◆ **Directions for this task**:
Lay out the part of the material that opens with the line containing "Where can the tree" and runs through the end of the material as a two-column CSV with the headers text and answer. Give one row per entry, with its wording and its answer each in one quoted field and line breaks turned into spaces.

start Supplied records

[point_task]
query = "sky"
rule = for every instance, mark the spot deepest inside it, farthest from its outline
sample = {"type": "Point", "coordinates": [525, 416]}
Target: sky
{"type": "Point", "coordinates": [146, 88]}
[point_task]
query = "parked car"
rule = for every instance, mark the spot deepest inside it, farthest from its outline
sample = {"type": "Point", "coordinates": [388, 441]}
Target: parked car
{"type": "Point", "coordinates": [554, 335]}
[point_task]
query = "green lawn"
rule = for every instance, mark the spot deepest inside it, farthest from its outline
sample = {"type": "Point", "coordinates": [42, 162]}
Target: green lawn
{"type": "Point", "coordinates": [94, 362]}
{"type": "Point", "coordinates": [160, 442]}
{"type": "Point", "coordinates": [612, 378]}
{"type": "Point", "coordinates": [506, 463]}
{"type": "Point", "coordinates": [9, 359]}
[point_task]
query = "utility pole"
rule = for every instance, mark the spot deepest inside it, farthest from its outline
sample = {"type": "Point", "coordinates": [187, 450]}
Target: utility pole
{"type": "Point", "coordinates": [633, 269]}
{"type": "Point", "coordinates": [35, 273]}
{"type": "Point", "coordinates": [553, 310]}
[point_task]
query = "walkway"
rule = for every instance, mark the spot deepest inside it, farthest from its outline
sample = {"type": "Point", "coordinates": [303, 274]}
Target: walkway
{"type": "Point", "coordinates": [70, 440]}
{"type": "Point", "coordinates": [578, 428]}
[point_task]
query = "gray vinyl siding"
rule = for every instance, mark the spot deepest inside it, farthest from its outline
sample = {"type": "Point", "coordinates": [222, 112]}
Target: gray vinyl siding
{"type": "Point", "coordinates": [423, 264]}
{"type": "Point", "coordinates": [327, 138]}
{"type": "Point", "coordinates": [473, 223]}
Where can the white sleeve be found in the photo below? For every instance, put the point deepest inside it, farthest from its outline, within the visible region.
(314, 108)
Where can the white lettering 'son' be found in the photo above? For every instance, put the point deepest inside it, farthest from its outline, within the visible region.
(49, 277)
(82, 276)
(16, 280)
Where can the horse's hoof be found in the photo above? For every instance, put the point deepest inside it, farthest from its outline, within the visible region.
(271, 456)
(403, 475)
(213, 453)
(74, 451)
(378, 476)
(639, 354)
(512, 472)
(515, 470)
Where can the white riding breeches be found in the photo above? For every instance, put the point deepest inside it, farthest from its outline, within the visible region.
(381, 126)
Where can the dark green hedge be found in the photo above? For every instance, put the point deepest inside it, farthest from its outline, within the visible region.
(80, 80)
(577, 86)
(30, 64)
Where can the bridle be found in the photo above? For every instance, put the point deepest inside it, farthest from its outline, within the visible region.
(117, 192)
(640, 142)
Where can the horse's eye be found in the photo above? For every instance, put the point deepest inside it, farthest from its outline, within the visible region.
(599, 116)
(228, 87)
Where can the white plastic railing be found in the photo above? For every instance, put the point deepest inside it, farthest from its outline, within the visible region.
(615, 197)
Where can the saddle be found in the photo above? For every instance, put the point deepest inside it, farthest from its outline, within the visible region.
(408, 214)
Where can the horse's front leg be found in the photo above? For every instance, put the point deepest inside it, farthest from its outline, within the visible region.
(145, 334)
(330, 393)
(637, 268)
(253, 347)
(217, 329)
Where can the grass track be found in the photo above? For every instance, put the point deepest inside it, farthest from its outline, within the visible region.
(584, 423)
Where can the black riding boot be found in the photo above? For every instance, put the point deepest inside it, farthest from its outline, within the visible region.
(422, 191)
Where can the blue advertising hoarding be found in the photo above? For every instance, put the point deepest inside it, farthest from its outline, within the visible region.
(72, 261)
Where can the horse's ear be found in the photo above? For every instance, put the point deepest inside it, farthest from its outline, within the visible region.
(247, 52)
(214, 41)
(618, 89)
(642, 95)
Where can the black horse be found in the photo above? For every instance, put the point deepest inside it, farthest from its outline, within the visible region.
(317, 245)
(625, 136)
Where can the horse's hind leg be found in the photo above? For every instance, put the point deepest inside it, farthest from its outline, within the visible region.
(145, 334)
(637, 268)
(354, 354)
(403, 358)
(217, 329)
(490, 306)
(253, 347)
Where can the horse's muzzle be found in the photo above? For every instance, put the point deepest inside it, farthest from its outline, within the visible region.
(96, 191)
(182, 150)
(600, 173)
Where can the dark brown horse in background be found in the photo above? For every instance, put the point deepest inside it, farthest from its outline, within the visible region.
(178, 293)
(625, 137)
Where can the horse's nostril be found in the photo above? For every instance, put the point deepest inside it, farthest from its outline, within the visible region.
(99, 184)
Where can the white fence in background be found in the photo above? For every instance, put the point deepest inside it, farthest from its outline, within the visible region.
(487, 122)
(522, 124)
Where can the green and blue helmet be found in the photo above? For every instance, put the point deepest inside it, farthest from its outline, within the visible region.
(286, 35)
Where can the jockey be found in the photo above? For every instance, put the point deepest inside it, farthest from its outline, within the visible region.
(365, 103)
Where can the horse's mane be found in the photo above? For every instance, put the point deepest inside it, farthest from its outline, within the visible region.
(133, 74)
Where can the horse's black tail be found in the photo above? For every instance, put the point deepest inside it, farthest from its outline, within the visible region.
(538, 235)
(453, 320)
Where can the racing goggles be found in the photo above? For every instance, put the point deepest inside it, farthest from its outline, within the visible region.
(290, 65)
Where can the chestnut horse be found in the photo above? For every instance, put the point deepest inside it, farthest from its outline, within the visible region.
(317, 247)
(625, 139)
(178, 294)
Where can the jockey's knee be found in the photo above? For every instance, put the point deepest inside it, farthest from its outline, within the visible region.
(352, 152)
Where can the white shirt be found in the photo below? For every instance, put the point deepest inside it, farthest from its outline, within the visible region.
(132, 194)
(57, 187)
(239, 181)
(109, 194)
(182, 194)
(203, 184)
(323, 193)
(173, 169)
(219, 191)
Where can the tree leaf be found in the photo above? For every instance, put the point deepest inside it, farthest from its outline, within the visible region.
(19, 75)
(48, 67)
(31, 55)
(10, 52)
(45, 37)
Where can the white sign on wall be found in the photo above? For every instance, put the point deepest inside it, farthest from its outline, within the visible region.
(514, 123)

end Supplied records

◆ **Task output**:
text,answer
"Where can the tree leaf be found in the photo above? For every instance, put the point deepest inside it, farthest from its outline, within the visible region.","(19, 75) (48, 67) (31, 55) (10, 52) (45, 37)"
"Where can the white sign on wall be found in the photo above? For every instance, put the point deepest inside it, farthest from its outline, within the visible region.","(514, 123)"